— Begin SOURCE DATA —

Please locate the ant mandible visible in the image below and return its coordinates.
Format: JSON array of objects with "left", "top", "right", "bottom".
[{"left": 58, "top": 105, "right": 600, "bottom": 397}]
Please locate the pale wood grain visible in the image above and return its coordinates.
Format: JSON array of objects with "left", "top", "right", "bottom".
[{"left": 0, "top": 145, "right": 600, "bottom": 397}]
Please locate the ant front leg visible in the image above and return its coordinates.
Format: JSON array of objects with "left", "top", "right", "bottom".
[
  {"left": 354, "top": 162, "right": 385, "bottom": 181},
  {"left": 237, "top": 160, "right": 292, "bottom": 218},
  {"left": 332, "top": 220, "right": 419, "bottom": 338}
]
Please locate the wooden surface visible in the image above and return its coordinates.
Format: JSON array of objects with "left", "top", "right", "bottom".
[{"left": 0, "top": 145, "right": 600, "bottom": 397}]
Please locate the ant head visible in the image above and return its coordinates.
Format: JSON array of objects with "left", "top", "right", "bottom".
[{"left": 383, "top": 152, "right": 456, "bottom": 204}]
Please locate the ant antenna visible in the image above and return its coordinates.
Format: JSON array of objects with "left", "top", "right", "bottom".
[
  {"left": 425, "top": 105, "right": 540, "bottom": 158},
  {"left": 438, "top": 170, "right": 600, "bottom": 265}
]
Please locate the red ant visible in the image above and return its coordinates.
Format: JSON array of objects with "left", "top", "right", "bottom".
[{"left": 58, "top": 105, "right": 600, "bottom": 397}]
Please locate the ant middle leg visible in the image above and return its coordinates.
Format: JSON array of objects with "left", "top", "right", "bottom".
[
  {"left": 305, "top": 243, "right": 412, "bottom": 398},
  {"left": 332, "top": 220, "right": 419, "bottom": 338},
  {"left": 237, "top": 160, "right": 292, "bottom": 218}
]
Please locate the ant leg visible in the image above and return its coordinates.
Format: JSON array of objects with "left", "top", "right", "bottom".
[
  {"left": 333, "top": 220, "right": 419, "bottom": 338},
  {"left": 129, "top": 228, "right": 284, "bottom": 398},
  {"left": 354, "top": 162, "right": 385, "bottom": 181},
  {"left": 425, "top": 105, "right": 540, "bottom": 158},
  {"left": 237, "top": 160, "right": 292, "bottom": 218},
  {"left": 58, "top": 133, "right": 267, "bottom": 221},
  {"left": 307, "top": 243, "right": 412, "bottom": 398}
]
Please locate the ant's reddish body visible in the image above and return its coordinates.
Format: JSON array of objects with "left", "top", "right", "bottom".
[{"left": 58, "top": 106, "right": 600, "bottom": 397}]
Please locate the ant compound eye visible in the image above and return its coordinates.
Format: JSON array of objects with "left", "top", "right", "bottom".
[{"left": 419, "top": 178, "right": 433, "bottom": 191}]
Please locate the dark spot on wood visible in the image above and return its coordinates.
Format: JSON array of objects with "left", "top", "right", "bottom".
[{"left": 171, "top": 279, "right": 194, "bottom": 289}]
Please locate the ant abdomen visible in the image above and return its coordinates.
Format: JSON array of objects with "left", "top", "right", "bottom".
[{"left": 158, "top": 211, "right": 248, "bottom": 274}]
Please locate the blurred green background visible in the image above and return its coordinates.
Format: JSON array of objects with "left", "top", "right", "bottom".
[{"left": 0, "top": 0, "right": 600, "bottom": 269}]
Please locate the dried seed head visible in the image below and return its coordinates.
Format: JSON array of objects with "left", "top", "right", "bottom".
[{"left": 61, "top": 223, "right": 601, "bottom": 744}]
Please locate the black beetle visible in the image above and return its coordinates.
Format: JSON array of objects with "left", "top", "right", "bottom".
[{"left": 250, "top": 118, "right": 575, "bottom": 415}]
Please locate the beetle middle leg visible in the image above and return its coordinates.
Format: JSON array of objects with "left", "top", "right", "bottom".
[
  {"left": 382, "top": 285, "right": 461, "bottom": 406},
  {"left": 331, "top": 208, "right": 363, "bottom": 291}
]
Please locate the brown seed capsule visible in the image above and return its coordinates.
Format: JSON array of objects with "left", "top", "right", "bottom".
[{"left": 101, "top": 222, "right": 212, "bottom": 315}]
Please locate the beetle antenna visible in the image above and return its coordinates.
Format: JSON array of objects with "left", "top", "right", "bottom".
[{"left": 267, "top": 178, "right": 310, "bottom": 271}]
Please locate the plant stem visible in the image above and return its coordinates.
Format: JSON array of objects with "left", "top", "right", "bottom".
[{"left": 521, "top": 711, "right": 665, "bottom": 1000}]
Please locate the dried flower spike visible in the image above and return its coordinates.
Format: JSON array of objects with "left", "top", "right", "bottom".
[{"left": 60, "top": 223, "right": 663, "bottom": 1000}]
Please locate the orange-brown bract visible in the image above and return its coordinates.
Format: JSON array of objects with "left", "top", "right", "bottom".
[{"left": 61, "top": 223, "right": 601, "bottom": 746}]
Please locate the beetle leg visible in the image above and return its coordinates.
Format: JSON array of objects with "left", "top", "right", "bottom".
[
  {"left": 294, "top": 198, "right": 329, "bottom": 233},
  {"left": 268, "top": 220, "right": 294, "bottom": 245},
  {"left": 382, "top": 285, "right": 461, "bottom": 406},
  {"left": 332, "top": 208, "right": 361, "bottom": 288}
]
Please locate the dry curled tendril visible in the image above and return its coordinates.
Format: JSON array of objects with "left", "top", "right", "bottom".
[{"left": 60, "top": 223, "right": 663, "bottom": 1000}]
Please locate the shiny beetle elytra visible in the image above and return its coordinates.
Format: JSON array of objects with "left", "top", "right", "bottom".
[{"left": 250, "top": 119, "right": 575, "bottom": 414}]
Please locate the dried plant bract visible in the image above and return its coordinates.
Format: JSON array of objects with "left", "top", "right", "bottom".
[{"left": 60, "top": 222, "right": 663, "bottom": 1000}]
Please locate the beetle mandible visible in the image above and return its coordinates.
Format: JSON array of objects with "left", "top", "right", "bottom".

— End SOURCE DATA —

DIRECTIONS FOR THIS TASK:
From the listing above, reproduce all the lines exactly.

IN RESPONSE:
Please locate the ant mandible visible in the image below and return its coordinates.
Format: JSON array of objects with "left", "top", "right", "bottom".
[{"left": 58, "top": 105, "right": 600, "bottom": 397}]
Please locate the pale wood grain visible in the image above and return its coordinates.
Format: JSON array of objects with "left", "top", "right", "bottom".
[{"left": 0, "top": 145, "right": 600, "bottom": 397}]
Please locate the ant front leg visible in the image above and return its coordinates.
Format: JSON array of objects with "left", "top", "right", "bottom".
[
  {"left": 354, "top": 162, "right": 385, "bottom": 181},
  {"left": 237, "top": 160, "right": 292, "bottom": 218},
  {"left": 332, "top": 220, "right": 419, "bottom": 338}
]
Please locate the wooden surface visible in the image above and return its coordinates.
Format: JSON array of objects with "left", "top", "right", "bottom".
[{"left": 0, "top": 145, "right": 600, "bottom": 397}]
Please locate the ant head visible in the image above and return its coordinates.
Format: JSON array of objects with "left", "top", "right", "bottom".
[{"left": 383, "top": 152, "right": 456, "bottom": 204}]
Please locate the ant antenna visible in the image above and return its coordinates.
Format: JSON array of objects with "left", "top", "right", "bottom".
[
  {"left": 425, "top": 105, "right": 540, "bottom": 158},
  {"left": 438, "top": 170, "right": 600, "bottom": 265}
]
Please locate the red ant visible in the image above and return its coordinates.
Format: JSON array of objects with "left", "top", "right", "bottom".
[{"left": 58, "top": 105, "right": 600, "bottom": 397}]
Please locate the ant middle leg visible in the image above and return its coordinates.
Format: JSON array of objects with "left", "top", "right", "bottom".
[
  {"left": 305, "top": 243, "right": 412, "bottom": 398},
  {"left": 332, "top": 220, "right": 419, "bottom": 338},
  {"left": 237, "top": 160, "right": 292, "bottom": 218}
]
Please locate the ant leg visible in the image above and return its coordinates.
Format: JSON array of objects with "left", "top", "right", "bottom".
[
  {"left": 333, "top": 220, "right": 419, "bottom": 338},
  {"left": 129, "top": 228, "right": 284, "bottom": 398},
  {"left": 354, "top": 162, "right": 385, "bottom": 181},
  {"left": 425, "top": 105, "right": 540, "bottom": 158},
  {"left": 237, "top": 160, "right": 292, "bottom": 218},
  {"left": 58, "top": 133, "right": 267, "bottom": 221},
  {"left": 307, "top": 243, "right": 412, "bottom": 398}
]
Please locate the ant's reddish body visible in the image above and return its coordinates.
Format: JSON array of objects with "left", "top", "right", "bottom".
[{"left": 58, "top": 106, "right": 600, "bottom": 397}]
Please locate the ant compound eye visible in the image above and return its coordinates.
Format: JSON array of objects with "left", "top", "right", "bottom".
[{"left": 419, "top": 178, "right": 433, "bottom": 191}]
Please locate the dark spot on wood visible in the image above and return its coordinates.
Format: JSON array of objects with "left", "top", "right", "bottom".
[{"left": 171, "top": 279, "right": 194, "bottom": 289}]
Please locate the ant abdomen visible in the image above and return its coordinates.
Format: JSON array of objects with "left", "top", "right", "bottom".
[{"left": 158, "top": 211, "right": 248, "bottom": 274}]
Please locate the blurred green background visible in the image above and return its coordinates.
Format: JSON array of objects with "left", "top", "right", "bottom".
[{"left": 0, "top": 0, "right": 600, "bottom": 269}]
Please locate the dried seed head visible in the image below and return its coordinates.
Format: JSON array of objects with "left", "top", "right", "bottom".
[{"left": 61, "top": 223, "right": 601, "bottom": 744}]
Please locate the black beetle visible in the image above and return its coordinates.
Format: JSON array of objects with "left", "top", "right", "bottom".
[{"left": 250, "top": 118, "right": 575, "bottom": 415}]
Please locate the beetle middle leg visible in the image above and return its coordinates.
Format: JSON array of objects with "left", "top", "right", "bottom".
[
  {"left": 382, "top": 285, "right": 461, "bottom": 406},
  {"left": 331, "top": 208, "right": 363, "bottom": 291}
]
Please locate the brown seed capsule visible in the image above and return its coordinates.
Format: JSON array of objects with "left", "top", "right", "bottom".
[{"left": 101, "top": 222, "right": 212, "bottom": 315}]
Please locate the beetle antenna visible in the image above and return its coordinates.
Format: JSON array of objects with "left", "top", "right", "bottom".
[{"left": 267, "top": 178, "right": 310, "bottom": 271}]
Please locate the plant stem visible in the image above and return its coordinates.
Format: JSON array of objects with "left", "top", "right", "bottom".
[{"left": 521, "top": 711, "right": 665, "bottom": 1000}]
Please locate the dried flower spike visible in the image above and return its coordinates.
Format: JSON array of objects with "left", "top", "right", "bottom".
[{"left": 60, "top": 223, "right": 663, "bottom": 1000}]
Please locate the orange-brown bract visible in the image above and return its coordinates.
Format: JSON array of objects with "left", "top", "right", "bottom".
[{"left": 61, "top": 223, "right": 601, "bottom": 746}]
Please locate the beetle leg visible in the image above and return its coordinates.
Format: JSON array of objects with "left", "top", "right", "bottom".
[
  {"left": 294, "top": 198, "right": 329, "bottom": 233},
  {"left": 268, "top": 220, "right": 294, "bottom": 245},
  {"left": 382, "top": 285, "right": 461, "bottom": 406},
  {"left": 332, "top": 208, "right": 361, "bottom": 288}
]
Please locate the dry curled tendril visible in the image above and return its coordinates.
Format: JSON array of objects with "left", "top", "right", "bottom".
[{"left": 60, "top": 223, "right": 663, "bottom": 1000}]
Please locate the shiny beetle elytra visible in the image above and return its coordinates.
Format: JSON array of objects with "left", "top", "right", "bottom".
[{"left": 250, "top": 119, "right": 575, "bottom": 414}]
Please locate the dried plant bract visible in the image above and return its coordinates.
Format: JSON array of objects with "left", "top", "right", "bottom".
[{"left": 60, "top": 222, "right": 663, "bottom": 1000}]
Please locate the beetle mandible visible in the image above and return its coordinates.
Format: JSON array of objects with "left", "top", "right", "bottom".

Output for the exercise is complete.